--- START ---

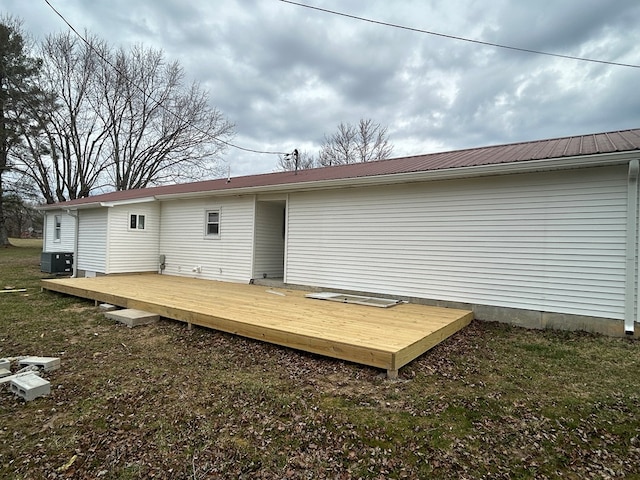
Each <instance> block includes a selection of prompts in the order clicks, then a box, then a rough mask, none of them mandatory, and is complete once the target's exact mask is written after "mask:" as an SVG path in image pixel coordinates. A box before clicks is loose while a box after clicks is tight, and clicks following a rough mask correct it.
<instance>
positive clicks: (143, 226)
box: [129, 213, 144, 230]
mask: <svg viewBox="0 0 640 480" xmlns="http://www.w3.org/2000/svg"><path fill="white" fill-rule="evenodd" d="M129 228H130V229H131V230H144V215H136V214H135V213H132V214H131V216H130V217H129Z"/></svg>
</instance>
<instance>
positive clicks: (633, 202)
mask: <svg viewBox="0 0 640 480" xmlns="http://www.w3.org/2000/svg"><path fill="white" fill-rule="evenodd" d="M639 171H640V161H638V160H631V161H630V162H629V177H628V183H627V246H626V250H627V263H626V268H625V269H626V281H625V285H626V286H625V313H624V333H626V334H627V335H633V333H634V323H635V320H636V316H637V315H640V312H636V306H635V303H636V302H635V300H636V269H637V261H636V259H637V254H636V247H637V239H638V172H639Z"/></svg>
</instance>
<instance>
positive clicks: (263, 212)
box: [253, 202, 285, 278]
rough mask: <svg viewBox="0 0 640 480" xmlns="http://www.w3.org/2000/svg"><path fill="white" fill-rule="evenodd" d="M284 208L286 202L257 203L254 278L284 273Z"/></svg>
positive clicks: (254, 261) (281, 273)
mask: <svg viewBox="0 0 640 480" xmlns="http://www.w3.org/2000/svg"><path fill="white" fill-rule="evenodd" d="M284 208H285V205H284V202H283V203H276V202H257V203H256V221H255V224H256V232H255V252H254V267H253V277H254V278H262V277H263V276H264V274H266V275H267V277H268V278H282V277H283V275H284V235H283V232H284V215H283V213H284V212H283V209H284Z"/></svg>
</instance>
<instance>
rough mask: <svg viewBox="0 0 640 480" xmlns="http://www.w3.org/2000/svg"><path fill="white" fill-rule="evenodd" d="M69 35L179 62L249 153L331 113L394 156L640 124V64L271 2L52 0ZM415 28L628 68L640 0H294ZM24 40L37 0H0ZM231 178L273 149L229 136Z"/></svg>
mask: <svg viewBox="0 0 640 480" xmlns="http://www.w3.org/2000/svg"><path fill="white" fill-rule="evenodd" d="M50 3H51V4H52V5H53V6H54V7H55V8H56V9H58V10H59V11H60V13H61V14H63V15H64V16H65V18H66V19H67V20H68V21H69V23H70V24H72V25H73V26H74V27H75V28H76V29H77V30H78V31H79V32H84V31H85V30H87V31H89V32H91V33H93V34H96V35H98V36H100V37H102V38H104V39H106V40H109V41H110V42H112V43H113V44H114V45H117V46H125V47H127V46H129V45H132V44H136V43H138V44H139V43H142V44H144V45H145V46H149V47H155V48H161V49H162V50H164V52H165V54H166V56H167V58H168V59H178V60H179V61H180V63H181V64H182V66H183V67H184V69H185V71H186V74H187V76H188V77H189V78H190V79H193V80H197V81H199V82H200V83H201V86H202V87H203V88H204V89H206V90H207V91H208V92H209V95H210V98H211V102H212V104H213V105H214V106H216V107H217V108H218V109H219V110H221V111H222V112H223V113H224V114H225V115H226V116H227V118H228V119H229V120H230V121H231V122H233V123H234V124H235V125H236V136H235V138H234V139H233V143H235V144H237V145H240V146H242V147H245V148H249V149H256V150H261V151H262V150H266V151H277V152H283V151H284V152H289V151H292V150H293V149H294V148H297V149H299V150H301V151H307V152H309V153H312V154H317V151H318V149H319V147H320V144H321V142H322V140H323V137H324V135H325V134H331V133H333V132H335V131H336V127H337V126H338V124H339V123H340V122H344V123H354V124H355V123H357V122H358V120H359V119H360V118H370V119H372V120H374V121H375V122H378V123H380V124H382V125H385V126H388V136H389V139H390V141H391V143H392V144H393V145H394V151H393V156H396V157H397V156H405V155H418V154H423V153H431V152H436V151H443V150H454V149H460V148H466V147H476V146H484V145H493V144H502V143H511V142H518V141H527V140H537V139H544V138H553V137H560V136H566V135H579V134H586V133H597V132H605V131H612V130H624V129H628V128H638V127H640V68H629V67H620V66H612V65H604V64H597V63H588V62H581V61H575V60H568V59H561V58H554V57H550V56H543V55H534V54H529V53H522V52H515V51H510V50H506V49H501V48H495V47H489V46H483V45H478V44H474V43H468V42H463V41H459V40H454V39H449V38H443V37H438V36H434V35H428V34H424V33H418V32H415V31H408V30H401V29H397V28H390V27H385V26H382V25H378V24H373V23H368V22H362V21H358V20H355V19H351V18H345V17H343V16H337V15H332V14H328V13H324V12H320V11H317V10H312V9H309V8H304V7H300V6H296V5H292V4H288V3H283V2H281V1H279V0H255V1H253V0H216V1H211V0H190V1H185V0H109V1H107V0H50ZM300 3H304V4H306V5H313V6H316V7H320V8H324V9H330V10H336V11H340V12H343V13H345V14H349V15H354V16H359V17H366V18H369V19H372V20H376V21H379V22H388V23H393V24H398V25H403V26H406V27H411V28H415V29H420V30H428V31H432V32H437V33H441V34H446V35H451V36H458V37H466V38H469V39H475V40H480V41H485V42H490V43H497V44H504V45H509V46H513V47H520V48H525V49H531V50H540V51H545V52H551V53H558V54H563V55H570V56H578V57H587V58H593V59H599V60H606V61H611V62H618V63H625V64H634V65H640V1H638V0H615V1H611V0H536V1H535V2H532V1H530V0H491V1H490V2H487V1H484V2H478V1H476V0H447V1H439V0H430V1H429V0H415V1H411V0H403V1H401V2H396V1H393V2H392V1H390V0H366V1H365V0H349V1H346V0H300ZM0 11H1V12H2V13H8V14H11V15H13V16H16V17H18V18H20V19H22V20H23V22H24V23H23V27H24V31H25V32H27V33H29V34H31V35H33V36H34V37H35V38H36V39H38V38H40V37H42V36H44V35H47V34H49V33H58V32H60V31H66V30H67V27H66V25H65V24H64V23H63V21H62V20H61V19H60V18H59V17H58V16H56V14H55V13H54V12H53V11H52V10H51V9H50V8H49V6H48V5H47V4H46V3H45V1H44V0H28V1H25V0H2V2H1V3H0ZM224 158H225V160H226V161H228V162H229V163H230V164H231V171H232V175H234V176H237V175H245V174H252V173H266V172H271V171H274V170H275V169H276V162H277V156H276V155H266V154H254V153H247V152H244V151H241V150H237V149H234V148H230V149H228V150H227V152H226V154H225V156H224Z"/></svg>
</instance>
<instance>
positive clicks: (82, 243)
mask: <svg viewBox="0 0 640 480" xmlns="http://www.w3.org/2000/svg"><path fill="white" fill-rule="evenodd" d="M78 217H79V219H80V223H79V224H78V252H77V255H76V256H77V258H76V259H74V261H75V262H76V268H77V269H78V270H84V271H89V272H98V273H106V255H107V233H108V229H107V219H108V209H106V208H92V209H88V210H80V211H78Z"/></svg>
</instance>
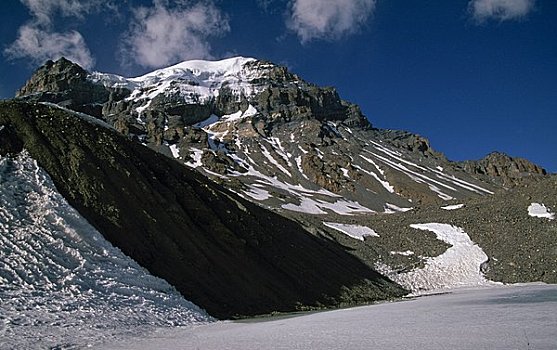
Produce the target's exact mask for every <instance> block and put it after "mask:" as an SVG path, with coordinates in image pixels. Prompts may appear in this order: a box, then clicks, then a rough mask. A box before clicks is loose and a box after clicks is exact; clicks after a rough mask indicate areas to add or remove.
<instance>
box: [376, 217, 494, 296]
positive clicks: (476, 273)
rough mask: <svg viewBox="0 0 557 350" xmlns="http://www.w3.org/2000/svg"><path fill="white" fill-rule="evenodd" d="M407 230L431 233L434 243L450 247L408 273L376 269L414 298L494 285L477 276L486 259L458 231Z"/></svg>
mask: <svg viewBox="0 0 557 350" xmlns="http://www.w3.org/2000/svg"><path fill="white" fill-rule="evenodd" d="M410 226H411V227H412V228H415V229H419V230H428V231H432V232H434V233H435V235H436V236H437V239H439V240H442V241H443V242H446V243H448V244H451V245H452V247H450V248H448V249H447V250H446V251H445V252H444V253H443V254H441V255H439V256H437V257H432V258H431V257H430V258H427V259H426V262H425V267H423V268H419V269H415V270H412V271H409V272H403V273H393V272H392V271H389V269H388V267H386V266H381V265H378V266H377V269H378V270H380V271H381V272H383V273H385V274H387V275H388V276H389V277H390V278H391V279H393V280H394V281H396V282H398V283H400V284H401V285H402V286H404V287H406V288H408V289H410V290H411V291H413V292H414V293H416V294H419V293H431V292H439V291H444V290H448V289H452V288H458V287H473V286H483V285H493V284H496V283H495V282H492V281H489V280H487V279H486V278H485V277H484V276H483V274H482V273H481V272H480V265H481V264H482V263H483V262H485V261H487V255H486V254H485V253H484V252H483V250H482V249H481V248H480V247H479V246H478V245H477V244H475V243H474V242H472V240H471V239H470V237H469V236H468V234H467V233H466V232H464V231H463V230H462V229H461V228H460V227H456V226H451V225H448V224H439V223H430V224H416V225H410Z"/></svg>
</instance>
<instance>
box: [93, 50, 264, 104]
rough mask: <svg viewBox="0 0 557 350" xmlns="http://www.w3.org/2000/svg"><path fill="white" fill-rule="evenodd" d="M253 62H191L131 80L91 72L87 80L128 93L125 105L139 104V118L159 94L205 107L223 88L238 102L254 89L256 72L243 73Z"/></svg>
mask: <svg viewBox="0 0 557 350" xmlns="http://www.w3.org/2000/svg"><path fill="white" fill-rule="evenodd" d="M254 61H256V59H254V58H247V57H233V58H228V59H224V60H220V61H204V60H192V61H184V62H181V63H178V64H176V65H173V66H170V67H167V68H161V69H158V70H155V71H153V72H150V73H147V74H145V75H142V76H139V77H135V78H124V77H122V76H119V75H114V74H106V73H99V72H94V73H92V74H90V76H89V80H91V81H93V82H94V83H98V84H102V85H104V86H106V87H109V88H126V89H128V90H130V91H131V94H130V96H129V97H128V98H127V100H129V101H133V102H136V103H139V104H140V106H139V107H137V108H136V111H137V112H138V113H139V114H141V112H142V111H143V110H145V109H146V108H148V107H149V106H150V104H151V101H152V100H153V99H154V98H155V97H157V96H159V95H161V94H163V95H169V96H180V98H183V100H184V102H185V103H188V104H189V103H206V102H208V101H210V100H211V99H213V98H215V97H217V96H218V95H219V93H220V92H221V88H223V87H226V88H227V89H229V90H230V91H231V93H232V94H233V95H234V96H236V97H237V98H238V99H239V98H240V96H251V95H253V94H255V93H257V92H258V88H257V87H256V86H254V85H253V84H252V83H251V81H252V80H253V79H255V78H258V77H259V76H260V75H261V72H260V70H259V69H253V70H252V69H246V67H245V65H246V63H249V62H254Z"/></svg>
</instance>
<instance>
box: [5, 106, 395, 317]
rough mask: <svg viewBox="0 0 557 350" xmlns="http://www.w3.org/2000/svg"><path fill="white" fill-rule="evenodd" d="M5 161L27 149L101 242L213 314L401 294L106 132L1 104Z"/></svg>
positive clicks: (231, 195)
mask: <svg viewBox="0 0 557 350" xmlns="http://www.w3.org/2000/svg"><path fill="white" fill-rule="evenodd" d="M0 133H2V140H8V141H6V142H4V141H3V143H2V145H1V146H0V154H1V155H2V156H5V155H8V154H10V153H11V154H14V153H17V152H19V151H21V150H22V149H26V150H27V151H28V152H29V154H30V155H31V156H32V157H33V158H34V159H36V160H37V161H38V163H39V165H40V166H41V167H42V168H44V169H45V170H46V171H47V172H48V173H49V175H50V176H51V178H52V179H53V181H54V183H55V185H56V187H57V188H58V190H59V191H60V193H62V194H63V196H64V197H65V198H66V199H67V200H68V202H69V203H70V204H71V205H72V206H73V207H75V208H76V209H77V210H78V211H79V212H80V213H81V214H82V215H83V216H84V217H85V218H86V219H87V220H88V221H89V222H90V223H91V224H92V225H94V226H95V227H96V228H97V229H98V230H99V232H101V233H102V234H103V236H105V237H106V238H107V239H108V240H109V241H110V242H111V243H112V244H114V245H115V246H117V247H119V248H120V249H121V250H122V251H123V252H124V253H125V254H126V255H128V256H130V257H132V258H133V259H135V260H136V261H137V262H139V263H140V264H141V265H142V266H144V267H146V268H147V269H148V270H149V271H150V272H151V273H153V274H154V275H156V276H160V277H162V278H164V279H166V280H167V281H168V282H170V283H171V284H172V285H174V286H175V287H176V288H177V289H178V290H179V291H180V292H181V293H182V294H183V295H184V296H185V297H186V298H187V299H188V300H191V301H193V302H195V303H196V304H198V305H200V306H201V307H203V308H205V309H206V310H207V311H208V312H209V313H210V314H211V315H214V316H217V317H221V318H229V317H237V316H248V315H256V314H263V313H270V312H273V311H293V310H296V309H304V308H315V307H331V306H340V305H351V304H358V303H365V302H370V301H372V300H376V299H385V298H391V297H396V296H400V295H402V294H403V293H404V290H403V289H401V288H400V287H399V286H397V285H396V284H394V283H393V282H391V281H390V280H388V279H386V278H384V277H382V276H381V275H379V274H378V273H376V272H374V271H373V270H372V269H370V268H369V267H368V266H366V265H364V264H363V263H362V262H361V261H359V260H358V259H356V258H355V257H353V256H352V255H350V254H348V253H347V252H346V251H345V250H344V249H343V248H342V247H341V246H339V245H337V244H336V243H334V242H332V241H331V240H329V239H326V238H325V237H323V236H320V235H311V234H309V233H308V232H306V231H305V230H303V229H302V228H301V227H300V226H299V225H298V224H296V223H295V222H293V221H290V220H288V219H286V218H284V217H282V216H280V215H277V214H275V213H272V212H270V211H268V210H265V209H263V208H261V207H259V206H257V205H254V204H252V203H250V202H248V201H246V200H244V199H242V198H240V197H239V196H237V195H236V194H234V193H232V192H230V191H228V190H226V189H225V188H223V187H222V186H220V185H218V184H215V183H214V182H212V181H210V180H208V179H207V178H205V177H204V176H202V175H200V174H199V173H197V172H195V171H193V170H190V169H188V168H187V167H185V166H184V165H182V164H179V163H178V162H176V161H174V160H173V159H170V158H168V157H166V156H164V155H161V154H160V153H156V152H154V151H152V150H150V149H149V148H147V147H144V146H143V145H141V144H139V143H137V142H134V141H130V140H128V139H126V138H125V137H124V136H122V135H120V134H119V133H117V132H116V131H115V130H113V129H111V128H109V127H107V126H106V124H104V123H102V122H100V121H98V120H96V119H94V118H92V117H87V116H85V115H80V114H76V113H73V112H68V111H66V110H63V109H61V108H58V107H54V106H46V105H43V104H30V103H22V102H2V103H0Z"/></svg>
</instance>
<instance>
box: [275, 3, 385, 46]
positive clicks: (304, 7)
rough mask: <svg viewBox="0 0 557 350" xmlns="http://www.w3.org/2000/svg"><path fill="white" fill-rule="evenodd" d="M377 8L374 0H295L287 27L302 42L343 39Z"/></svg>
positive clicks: (289, 17)
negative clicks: (299, 39)
mask: <svg viewBox="0 0 557 350" xmlns="http://www.w3.org/2000/svg"><path fill="white" fill-rule="evenodd" d="M374 10H375V0H293V1H292V2H291V3H290V9H289V18H288V20H287V23H286V25H287V27H288V28H289V29H290V30H292V31H294V32H295V33H296V34H297V35H298V37H299V38H300V40H301V42H302V43H305V42H308V41H311V40H313V39H328V40H336V39H340V38H342V37H343V36H345V35H347V34H352V33H354V32H356V31H357V30H358V29H359V28H360V27H361V26H362V25H364V23H365V22H366V21H367V20H368V18H369V17H370V16H371V15H372V14H373V11H374Z"/></svg>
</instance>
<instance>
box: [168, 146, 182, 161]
mask: <svg viewBox="0 0 557 350" xmlns="http://www.w3.org/2000/svg"><path fill="white" fill-rule="evenodd" d="M168 148H170V152H172V156H173V157H174V158H176V159H178V158H180V150H178V145H177V144H173V145H170V146H169V147H168Z"/></svg>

--- END ---

What is required => Would you please repeat exactly the lines above, starting at the line with "positive clicks: (476, 273)" and stopping at the line with "box: [93, 50, 264, 104]", both included?

Output of the task =>
positive clicks: (476, 273)
rough mask: <svg viewBox="0 0 557 350" xmlns="http://www.w3.org/2000/svg"><path fill="white" fill-rule="evenodd" d="M407 230L431 233L434 243L450 247L408 273L376 269L414 298L494 285L477 276L486 259L458 231Z"/></svg>
mask: <svg viewBox="0 0 557 350" xmlns="http://www.w3.org/2000/svg"><path fill="white" fill-rule="evenodd" d="M410 226H411V227H412V228H415V229H419V230H428V231H432V232H434V233H435V235H436V236H437V239H439V240H442V241H443V242H446V243H448V244H451V245H452V247H450V248H448V249H447V250H446V251H445V252H444V253H443V254H441V255H439V256H437V257H432V258H431V257H430V258H427V259H426V262H425V267H423V268H419V269H415V270H412V271H409V272H403V273H393V272H392V271H389V269H388V267H386V266H381V265H378V266H377V269H378V270H380V271H381V272H383V273H385V274H387V275H388V276H389V277H390V278H391V279H393V280H394V281H396V282H398V283H400V284H401V285H402V286H404V287H406V288H408V289H410V290H411V291H413V292H414V293H416V294H419V293H431V292H439V291H444V290H448V289H452V288H458V287H473V286H483V285H493V284H496V283H495V282H492V281H489V280H487V279H486V278H485V277H484V276H483V274H482V273H481V272H480V265H481V264H482V263H483V262H485V261H487V255H486V254H485V253H484V252H483V250H482V249H481V248H480V247H479V246H478V245H477V244H475V243H474V242H472V240H471V239H470V237H469V236H468V234H467V233H466V232H464V231H463V230H462V229H461V228H460V227H456V226H451V225H448V224H439V223H430V224H416V225H410Z"/></svg>
</instance>
<instance>
box: [93, 50, 264, 104]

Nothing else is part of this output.